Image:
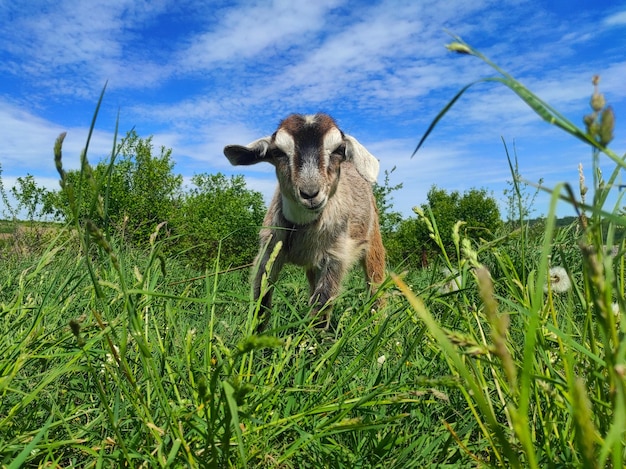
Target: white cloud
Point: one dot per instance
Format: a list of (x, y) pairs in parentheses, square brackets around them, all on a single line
[(616, 19), (28, 143)]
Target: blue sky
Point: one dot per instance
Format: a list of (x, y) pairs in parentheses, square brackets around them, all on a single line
[(197, 75)]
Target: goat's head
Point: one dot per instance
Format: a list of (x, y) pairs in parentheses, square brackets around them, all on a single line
[(307, 152)]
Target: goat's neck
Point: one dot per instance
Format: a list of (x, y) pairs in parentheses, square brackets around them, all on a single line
[(296, 214)]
********
■ WORK REQUEST
From the entries above, list each line with "Target" in it.

■ TASK SOLUTION
Target: white cloud
Target: blue sky
Target: goat's head
Target: goat's neck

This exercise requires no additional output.